- Conjunto de tareas:
1: Traduzca al inglés la siguiente oración del texto sobre la responsabilidad: «No tendríamos que dar cuenta, ni recibiríamos recompensa alguna, si no fuéramos responsables de lo que hacemos.»
2: Reanude el texto sobre la responsabilidad a partir de su última oración.

- Sección del documento:
____________________
Pero, en última instancia, el sentido de responsabilidad tiene su origen en el hecho de que todos nosotros vamos a dar cuenta a Dios de todos nuestros actos en el día del juicio. Somos responsables ante Él de cada acción que emprendamos, de cada labor que ejecutemos, de cada cita a la que acudamos, de cada minuto que perdamos, de cada “palabra ociosa” o dañina que pronunciemos (Mt 12:36). Él no nos preguntará literalmente con cuánto sentido de responsabilidad actuamos ante el mundo y ante los cristianos, pero esa pregunta estará implícita cuando comparezcamos para juicio delante de su trono.
Sabemos que algún día nos presentaremos ante el Juez de vivos y muertos para dar cuenta hasta de la menor de nuestras acciones. Y para recibir la recompensa, el pago, que merecen nuestros actos (Jb 34:11, 1P 1:25). No tendríamos que dar cuenta, ni recibiríamos recompensa alguna, si no fuéramos responsables de lo que hacemos.
En esa hora muchos paganos que siguieron solamente los dictados de su conciencia, y que serán juzgados por ella (Rm 2:14-16), serán admitidos al cielo y recibirán, quién sabe, una recompensa mayor que muchos cristianos, porque cumplieron con sus obligaciones terrenales mejor que éstos; porque fueron responsables de sus actos; y porque, como dijo Jesús: “Al que mucho recibe, mucho se le demanda.” (Lc 12:48). Y nosotros hemos recibido más que los paganos.
Sé pues tú responsable en todas tus ocupaciones, en toda tu conducta, ante tus hermanos y ante el mundo. Demuestra que eres un digno hijo del más responsable, sí, del más responsable de todos los padres, del más responsable de todos los patrones, del más responsable de todos los señores, de Aquél que se sintió tan responsable de tu destino eterno que mandó a su único Hijo a morir por ti, para que algún día tú pudieras gozar de su presencia y no fueras condenado por tus actos irresponsables.
____________________
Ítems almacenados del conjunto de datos
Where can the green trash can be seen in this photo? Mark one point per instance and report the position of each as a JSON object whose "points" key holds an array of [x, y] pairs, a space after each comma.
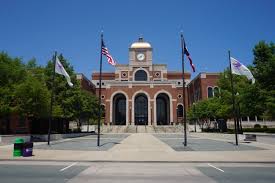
{"points": [[18, 147]]}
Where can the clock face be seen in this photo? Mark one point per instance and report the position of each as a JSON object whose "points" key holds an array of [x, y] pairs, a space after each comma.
{"points": [[140, 56]]}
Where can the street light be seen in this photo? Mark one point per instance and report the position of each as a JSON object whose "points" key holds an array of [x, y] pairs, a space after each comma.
{"points": [[239, 125]]}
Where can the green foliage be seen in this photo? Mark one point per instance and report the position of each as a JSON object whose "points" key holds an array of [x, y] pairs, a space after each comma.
{"points": [[252, 99], [32, 98], [26, 90]]}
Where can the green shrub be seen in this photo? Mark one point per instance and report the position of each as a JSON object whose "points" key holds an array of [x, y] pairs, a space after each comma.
{"points": [[257, 126]]}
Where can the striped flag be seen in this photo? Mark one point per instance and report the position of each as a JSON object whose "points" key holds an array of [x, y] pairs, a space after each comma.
{"points": [[189, 57], [59, 69], [240, 69], [104, 51]]}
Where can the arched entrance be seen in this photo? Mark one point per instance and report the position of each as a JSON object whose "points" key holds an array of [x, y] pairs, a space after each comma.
{"points": [[119, 109], [163, 109], [141, 109]]}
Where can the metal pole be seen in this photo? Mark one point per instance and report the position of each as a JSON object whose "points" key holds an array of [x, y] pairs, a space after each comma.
{"points": [[183, 89], [52, 99], [233, 99], [99, 93]]}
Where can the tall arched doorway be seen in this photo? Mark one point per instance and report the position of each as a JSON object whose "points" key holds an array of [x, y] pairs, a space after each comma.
{"points": [[163, 109], [119, 109], [141, 110]]}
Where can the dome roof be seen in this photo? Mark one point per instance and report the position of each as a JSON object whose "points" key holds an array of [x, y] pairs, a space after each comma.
{"points": [[141, 44]]}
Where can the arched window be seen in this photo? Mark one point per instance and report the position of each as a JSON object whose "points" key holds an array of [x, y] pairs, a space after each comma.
{"points": [[141, 75], [163, 109], [216, 91], [180, 111], [141, 110], [210, 92], [119, 109]]}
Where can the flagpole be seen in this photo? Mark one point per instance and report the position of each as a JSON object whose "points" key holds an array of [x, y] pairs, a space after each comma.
{"points": [[99, 93], [183, 90], [52, 99], [233, 98]]}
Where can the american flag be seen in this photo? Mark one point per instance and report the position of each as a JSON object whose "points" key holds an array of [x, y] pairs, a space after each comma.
{"points": [[186, 52], [104, 51]]}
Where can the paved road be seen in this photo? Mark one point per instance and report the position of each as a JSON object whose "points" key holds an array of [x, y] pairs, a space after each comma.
{"points": [[73, 172]]}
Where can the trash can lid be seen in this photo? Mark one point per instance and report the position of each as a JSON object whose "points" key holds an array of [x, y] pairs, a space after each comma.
{"points": [[19, 140]]}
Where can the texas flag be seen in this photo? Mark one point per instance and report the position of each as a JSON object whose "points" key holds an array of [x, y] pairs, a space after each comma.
{"points": [[240, 69], [59, 69]]}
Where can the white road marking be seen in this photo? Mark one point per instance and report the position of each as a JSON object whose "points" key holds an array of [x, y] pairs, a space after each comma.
{"points": [[215, 167], [68, 167]]}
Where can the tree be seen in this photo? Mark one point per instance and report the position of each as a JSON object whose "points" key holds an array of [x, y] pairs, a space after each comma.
{"points": [[32, 98], [264, 72], [12, 73]]}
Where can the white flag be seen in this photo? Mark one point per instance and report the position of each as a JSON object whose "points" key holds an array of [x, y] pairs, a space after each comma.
{"points": [[240, 69], [60, 70]]}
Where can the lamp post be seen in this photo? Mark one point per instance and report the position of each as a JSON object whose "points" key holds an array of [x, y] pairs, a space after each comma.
{"points": [[130, 119], [195, 117], [239, 126]]}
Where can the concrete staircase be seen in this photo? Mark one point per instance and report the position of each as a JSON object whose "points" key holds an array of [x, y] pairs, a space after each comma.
{"points": [[142, 129]]}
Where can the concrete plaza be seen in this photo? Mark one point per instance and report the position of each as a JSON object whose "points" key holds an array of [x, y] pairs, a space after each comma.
{"points": [[146, 147]]}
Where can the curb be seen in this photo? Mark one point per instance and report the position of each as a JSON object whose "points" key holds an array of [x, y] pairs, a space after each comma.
{"points": [[119, 161]]}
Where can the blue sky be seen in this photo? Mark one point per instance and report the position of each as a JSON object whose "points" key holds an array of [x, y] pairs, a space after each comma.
{"points": [[36, 28]]}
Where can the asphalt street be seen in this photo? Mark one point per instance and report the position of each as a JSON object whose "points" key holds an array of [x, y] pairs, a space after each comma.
{"points": [[78, 172]]}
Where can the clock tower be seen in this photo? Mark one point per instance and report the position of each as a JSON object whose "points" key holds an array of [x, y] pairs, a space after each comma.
{"points": [[140, 53]]}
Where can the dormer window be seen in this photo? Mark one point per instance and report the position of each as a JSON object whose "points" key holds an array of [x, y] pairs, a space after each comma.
{"points": [[141, 75]]}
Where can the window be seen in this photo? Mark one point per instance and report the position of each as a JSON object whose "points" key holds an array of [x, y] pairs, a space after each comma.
{"points": [[119, 109], [180, 111], [141, 75], [210, 92], [216, 92]]}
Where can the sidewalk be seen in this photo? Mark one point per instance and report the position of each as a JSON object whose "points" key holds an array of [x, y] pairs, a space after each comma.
{"points": [[146, 147]]}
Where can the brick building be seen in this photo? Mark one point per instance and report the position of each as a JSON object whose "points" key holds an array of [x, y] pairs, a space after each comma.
{"points": [[141, 92], [202, 87]]}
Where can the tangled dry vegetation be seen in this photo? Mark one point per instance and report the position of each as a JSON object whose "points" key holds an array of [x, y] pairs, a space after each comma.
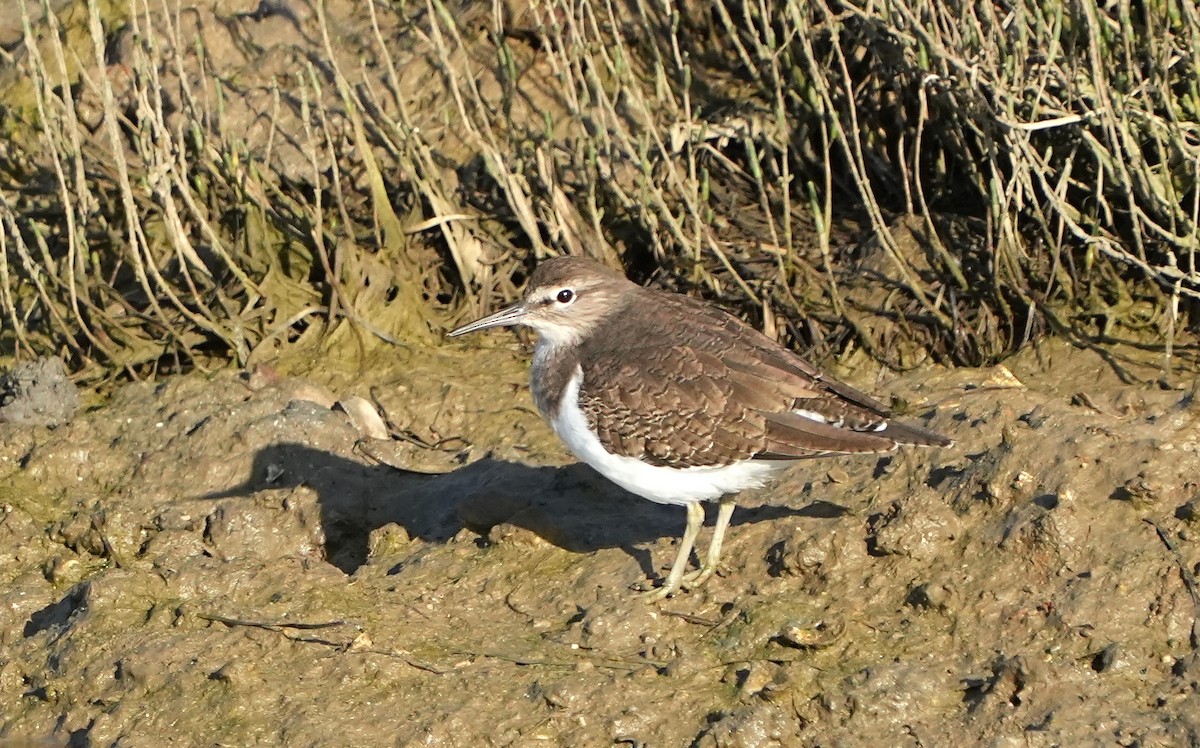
{"points": [[184, 184]]}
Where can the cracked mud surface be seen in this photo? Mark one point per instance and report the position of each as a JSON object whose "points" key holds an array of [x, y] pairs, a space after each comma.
{"points": [[223, 561]]}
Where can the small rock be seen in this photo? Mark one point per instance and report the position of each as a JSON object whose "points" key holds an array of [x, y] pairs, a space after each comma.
{"points": [[37, 393], [364, 417]]}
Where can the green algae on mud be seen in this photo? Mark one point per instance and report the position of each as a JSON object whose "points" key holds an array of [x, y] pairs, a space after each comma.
{"points": [[273, 582]]}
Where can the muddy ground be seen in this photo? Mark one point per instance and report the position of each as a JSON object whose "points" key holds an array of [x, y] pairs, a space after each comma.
{"points": [[222, 560]]}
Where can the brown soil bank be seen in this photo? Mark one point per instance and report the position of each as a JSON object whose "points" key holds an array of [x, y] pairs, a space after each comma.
{"points": [[211, 561]]}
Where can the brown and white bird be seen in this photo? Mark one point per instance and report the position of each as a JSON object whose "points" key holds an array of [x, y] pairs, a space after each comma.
{"points": [[678, 401]]}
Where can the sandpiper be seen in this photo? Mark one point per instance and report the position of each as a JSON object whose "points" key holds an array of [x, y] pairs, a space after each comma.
{"points": [[678, 401]]}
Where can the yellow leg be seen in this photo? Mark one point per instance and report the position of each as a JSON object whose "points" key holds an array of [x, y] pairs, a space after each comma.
{"points": [[713, 558], [695, 519]]}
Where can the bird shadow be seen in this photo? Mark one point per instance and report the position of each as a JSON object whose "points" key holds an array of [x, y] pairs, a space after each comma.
{"points": [[571, 506]]}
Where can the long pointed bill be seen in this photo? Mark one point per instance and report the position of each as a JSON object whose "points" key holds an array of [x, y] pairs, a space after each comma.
{"points": [[503, 318]]}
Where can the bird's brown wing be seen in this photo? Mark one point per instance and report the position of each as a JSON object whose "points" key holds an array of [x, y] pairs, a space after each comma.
{"points": [[718, 392]]}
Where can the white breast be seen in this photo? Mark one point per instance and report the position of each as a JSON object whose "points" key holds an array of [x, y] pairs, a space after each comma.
{"points": [[665, 485]]}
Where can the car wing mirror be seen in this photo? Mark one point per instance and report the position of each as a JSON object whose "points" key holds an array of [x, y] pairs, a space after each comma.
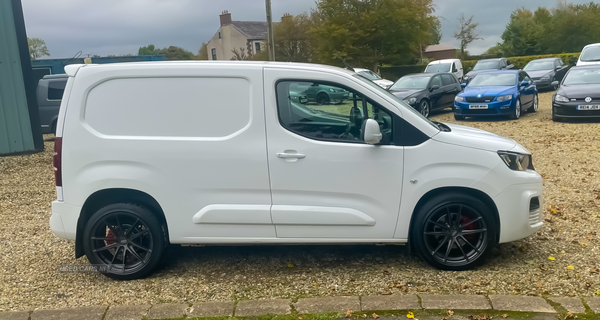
{"points": [[371, 132]]}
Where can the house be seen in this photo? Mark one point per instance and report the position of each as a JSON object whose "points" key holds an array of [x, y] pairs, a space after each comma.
{"points": [[440, 51], [251, 36]]}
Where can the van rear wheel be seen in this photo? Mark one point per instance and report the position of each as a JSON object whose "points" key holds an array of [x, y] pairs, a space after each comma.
{"points": [[125, 241], [454, 231]]}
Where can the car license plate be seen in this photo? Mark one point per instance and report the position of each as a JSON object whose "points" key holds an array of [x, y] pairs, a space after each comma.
{"points": [[588, 107]]}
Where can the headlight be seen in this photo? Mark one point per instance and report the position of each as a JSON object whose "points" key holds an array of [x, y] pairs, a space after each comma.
{"points": [[559, 98], [504, 97], [516, 161], [410, 100]]}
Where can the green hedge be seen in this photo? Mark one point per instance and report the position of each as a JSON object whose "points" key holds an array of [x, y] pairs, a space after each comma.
{"points": [[396, 72]]}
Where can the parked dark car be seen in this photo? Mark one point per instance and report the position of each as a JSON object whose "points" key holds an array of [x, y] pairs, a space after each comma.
{"points": [[319, 93], [427, 91], [497, 93], [49, 95], [578, 95], [546, 73], [487, 65]]}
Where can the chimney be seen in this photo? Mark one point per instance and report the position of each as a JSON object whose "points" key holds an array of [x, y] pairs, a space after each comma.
{"points": [[225, 18], [286, 17]]}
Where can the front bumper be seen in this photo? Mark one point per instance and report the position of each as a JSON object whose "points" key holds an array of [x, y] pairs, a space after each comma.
{"points": [[569, 110], [63, 221], [495, 108], [518, 219]]}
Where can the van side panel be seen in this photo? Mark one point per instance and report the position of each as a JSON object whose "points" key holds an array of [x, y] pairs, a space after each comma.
{"points": [[192, 137]]}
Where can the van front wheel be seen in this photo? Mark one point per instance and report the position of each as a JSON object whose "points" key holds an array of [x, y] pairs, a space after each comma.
{"points": [[124, 241], [454, 231]]}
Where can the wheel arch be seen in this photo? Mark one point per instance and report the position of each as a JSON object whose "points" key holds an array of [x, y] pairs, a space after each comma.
{"points": [[105, 197], [486, 199]]}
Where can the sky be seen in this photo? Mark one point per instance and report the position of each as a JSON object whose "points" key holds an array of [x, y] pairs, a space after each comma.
{"points": [[122, 26]]}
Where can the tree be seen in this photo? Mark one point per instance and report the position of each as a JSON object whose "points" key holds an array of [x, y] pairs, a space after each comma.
{"points": [[466, 33], [239, 54], [203, 52], [371, 32], [37, 48], [148, 50], [292, 39], [175, 53]]}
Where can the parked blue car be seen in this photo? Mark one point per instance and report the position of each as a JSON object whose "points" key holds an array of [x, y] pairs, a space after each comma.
{"points": [[497, 93]]}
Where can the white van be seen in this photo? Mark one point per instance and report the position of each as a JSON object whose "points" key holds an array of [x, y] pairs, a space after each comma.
{"points": [[589, 55], [150, 154], [453, 66]]}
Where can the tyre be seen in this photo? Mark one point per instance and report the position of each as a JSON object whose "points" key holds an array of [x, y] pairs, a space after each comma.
{"points": [[535, 105], [424, 108], [323, 98], [125, 241], [454, 231], [516, 114]]}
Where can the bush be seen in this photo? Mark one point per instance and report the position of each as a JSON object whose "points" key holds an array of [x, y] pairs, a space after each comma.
{"points": [[396, 72]]}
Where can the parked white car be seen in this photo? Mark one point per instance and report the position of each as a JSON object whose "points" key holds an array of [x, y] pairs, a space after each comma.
{"points": [[589, 55], [384, 83], [453, 66], [150, 154]]}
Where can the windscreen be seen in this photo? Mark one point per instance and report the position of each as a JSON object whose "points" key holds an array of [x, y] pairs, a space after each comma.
{"points": [[436, 68], [584, 76], [487, 65], [499, 79], [591, 54], [409, 82], [539, 65]]}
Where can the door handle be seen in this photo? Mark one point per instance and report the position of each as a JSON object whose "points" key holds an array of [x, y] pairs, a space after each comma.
{"points": [[284, 155]]}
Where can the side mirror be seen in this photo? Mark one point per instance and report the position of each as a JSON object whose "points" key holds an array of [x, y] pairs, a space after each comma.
{"points": [[371, 132]]}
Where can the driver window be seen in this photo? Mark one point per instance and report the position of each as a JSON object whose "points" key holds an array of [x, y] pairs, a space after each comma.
{"points": [[325, 111]]}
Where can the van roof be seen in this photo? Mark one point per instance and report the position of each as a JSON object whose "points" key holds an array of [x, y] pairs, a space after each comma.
{"points": [[444, 61], [71, 70]]}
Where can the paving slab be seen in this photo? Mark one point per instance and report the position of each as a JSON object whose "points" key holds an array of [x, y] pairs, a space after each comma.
{"points": [[14, 315], [247, 308], [211, 309], [394, 302], [167, 311], [454, 302], [88, 313], [521, 304], [327, 304], [593, 303], [125, 312], [572, 304]]}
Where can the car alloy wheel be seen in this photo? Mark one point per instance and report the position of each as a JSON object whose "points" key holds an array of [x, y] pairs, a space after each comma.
{"points": [[424, 108], [124, 241], [454, 231]]}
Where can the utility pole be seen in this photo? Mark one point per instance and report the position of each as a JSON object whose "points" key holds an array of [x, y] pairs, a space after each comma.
{"points": [[270, 39]]}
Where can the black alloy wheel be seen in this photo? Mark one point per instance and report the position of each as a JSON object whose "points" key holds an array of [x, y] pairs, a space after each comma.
{"points": [[454, 232], [124, 241]]}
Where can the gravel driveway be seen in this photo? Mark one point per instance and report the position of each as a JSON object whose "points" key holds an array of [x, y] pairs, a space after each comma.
{"points": [[562, 259]]}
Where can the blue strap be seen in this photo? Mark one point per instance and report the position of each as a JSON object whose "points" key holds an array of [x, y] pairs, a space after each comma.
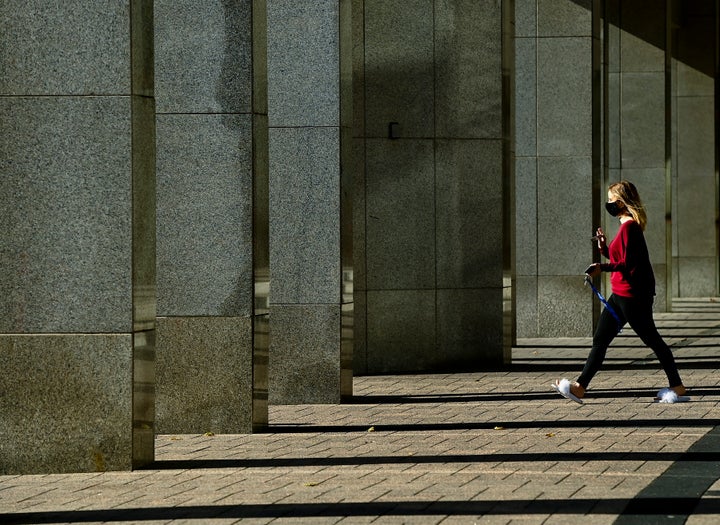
____________________
- Resultados de las tareas:
1: We would not have to give an account, nor would we receive any reward, if we were not responsible for what we do.

2:
Notas: 1. Quizá el elemento más importante del sentido de responsabilidad sea éste: el tener en cuenta las consecuencias posibles de nuestros actos y omisiones. Esa conciencia es una manifestación de madurez.
2. Lo que ocurre en nuestros hospitales, los lamentables casos de descuido, y los errores trágicos que se producen con frecuencia, son una muestra de la falta de esa cualidad entre nuestros galenos.
3. Hay personas que son muy responsables por educación, o por cultura, o por hábito, o por presión del ambiente, o por inclinación natural del carácter, y que, al mismo tiempo, son secas y carentes de amor. Y hay también quienes son muy responsables en hacer el mal. Esto es, que lo hacen a conciencia, sirviendo al más cruel de los capataces, al enemigo de sus almas. Paradojas de la naturaleza humana que muestra cómo las virtudes humanas, divorciadas de su fuente, que es Dios, pueden torcerse y volverse perversas.
NB. El texto de esta charla radial fue publicado por primera vez en una edición limitada, el 18.07.04, y contenía material que había sido publicado previamente en el diario “Gestión”. Como el artículo anterior del mismo título, lo vuelvo a publicar, ligeramente revisado, a fin de ponerlo a disposición del mayor número posible de lectores.
Amado lector: Jesús dijo: “De qué le sirve al hombre ganar el mundo si pierde su alma?” (Mr 8:36). Si tú no estás seguro de que cuando mueras vas a ir a gozar de la presencia de Dios es muy importante que adquieras esa seguridad, porque no hay seguridad en la tierra que se le compare y que sea tan necesaria. Con ese fin yo te exhorto a arrepentirte de todos tus pecados y te invito a pedirle perdón a Dios por ellos haciendo la siguiente oración:
“Jesús, tú viniste al mundo a expiar en la cruz los pecados cometidos por todos los hombres, incluyendo los míos. Yo sé que no merezco tu perdón, porque te he ofendido consciente y voluntariamente muchísimas veces, pero tú me lo ofreces gratuitamente y sin merecerlo. Yo quiero recibirlo. Me arrepiento sinceramente de todos mis pecados y de todo el mal que he cometido hasta hoy. Perdóname, Señor, te lo ruego; lava mis pecados con tu sangre; entra en mi corazón y gobierna mi vida. En adelante quiero vivir para ti y servirte.”